Exercise brief> Please write each entry out again exactly as shown.

[Point localization data]
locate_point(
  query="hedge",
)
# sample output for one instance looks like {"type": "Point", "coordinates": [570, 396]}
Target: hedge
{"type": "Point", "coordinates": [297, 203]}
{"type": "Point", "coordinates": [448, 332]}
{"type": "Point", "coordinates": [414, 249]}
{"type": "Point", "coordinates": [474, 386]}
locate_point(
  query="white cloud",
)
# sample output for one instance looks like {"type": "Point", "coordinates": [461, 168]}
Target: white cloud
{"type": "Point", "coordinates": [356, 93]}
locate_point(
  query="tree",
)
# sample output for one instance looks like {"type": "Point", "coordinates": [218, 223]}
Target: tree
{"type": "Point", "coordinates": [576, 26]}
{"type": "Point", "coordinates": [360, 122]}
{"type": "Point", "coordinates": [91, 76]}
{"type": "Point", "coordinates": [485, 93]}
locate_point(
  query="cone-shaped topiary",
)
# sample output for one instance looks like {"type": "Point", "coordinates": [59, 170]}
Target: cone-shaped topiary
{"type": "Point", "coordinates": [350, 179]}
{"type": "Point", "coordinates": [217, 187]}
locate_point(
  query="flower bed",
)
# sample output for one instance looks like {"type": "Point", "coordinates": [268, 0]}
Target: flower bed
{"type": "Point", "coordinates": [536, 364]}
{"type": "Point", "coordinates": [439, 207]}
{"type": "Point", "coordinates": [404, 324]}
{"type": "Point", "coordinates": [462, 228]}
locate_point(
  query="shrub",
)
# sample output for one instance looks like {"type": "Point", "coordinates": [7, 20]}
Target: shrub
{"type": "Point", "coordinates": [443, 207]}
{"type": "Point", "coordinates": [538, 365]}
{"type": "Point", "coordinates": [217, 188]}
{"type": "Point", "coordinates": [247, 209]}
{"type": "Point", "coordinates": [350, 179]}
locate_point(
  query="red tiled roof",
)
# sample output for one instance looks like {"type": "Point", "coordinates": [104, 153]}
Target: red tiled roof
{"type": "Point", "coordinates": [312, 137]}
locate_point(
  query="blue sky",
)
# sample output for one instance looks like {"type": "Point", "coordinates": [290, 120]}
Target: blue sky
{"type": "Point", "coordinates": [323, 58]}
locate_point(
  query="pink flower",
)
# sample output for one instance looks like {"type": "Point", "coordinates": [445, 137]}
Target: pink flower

Exercise solution>
locate_point(
  query="hedge",
)
# sample output for one instance looks like {"type": "Point", "coordinates": [570, 396]}
Target: hedge
{"type": "Point", "coordinates": [297, 203]}
{"type": "Point", "coordinates": [448, 332]}
{"type": "Point", "coordinates": [414, 249]}
{"type": "Point", "coordinates": [474, 386]}
locate_point(
  query="white cloud",
)
# sample output for one instance looks like {"type": "Point", "coordinates": [461, 168]}
Target: white cloud
{"type": "Point", "coordinates": [356, 93]}
locate_point(
  query="tree",
)
# sample output for one instance looks like {"type": "Point", "coordinates": [218, 223]}
Target: tree
{"type": "Point", "coordinates": [576, 26]}
{"type": "Point", "coordinates": [360, 122]}
{"type": "Point", "coordinates": [91, 76]}
{"type": "Point", "coordinates": [485, 93]}
locate_point(
  query="cone-shaped topiary",
)
# sample output for one instance looks like {"type": "Point", "coordinates": [59, 170]}
Target: cone-shaped topiary
{"type": "Point", "coordinates": [350, 179]}
{"type": "Point", "coordinates": [217, 187]}
locate_point(
  query="flower bed",
)
# sample output for one instance looks like {"type": "Point", "coordinates": [268, 0]}
Target: flower bed
{"type": "Point", "coordinates": [536, 364]}
{"type": "Point", "coordinates": [439, 207]}
{"type": "Point", "coordinates": [404, 324]}
{"type": "Point", "coordinates": [462, 228]}
locate_point(
  query="shrub",
)
# sample output for one instance looks like {"type": "Point", "coordinates": [7, 20]}
Target: shrub
{"type": "Point", "coordinates": [443, 207]}
{"type": "Point", "coordinates": [538, 365]}
{"type": "Point", "coordinates": [217, 188]}
{"type": "Point", "coordinates": [247, 209]}
{"type": "Point", "coordinates": [350, 179]}
locate_point(
  query="red tiled roof",
)
# sample output for one instance looks like {"type": "Point", "coordinates": [104, 153]}
Target: red tiled roof
{"type": "Point", "coordinates": [312, 137]}
locate_point(
  query="blue sky",
)
# sample output for one instance looks like {"type": "Point", "coordinates": [290, 120]}
Target: blue sky
{"type": "Point", "coordinates": [323, 58]}
locate_point(
  query="pink flower",
)
# sample output for one instance looks like {"type": "Point", "coordinates": [445, 137]}
Target: pink flower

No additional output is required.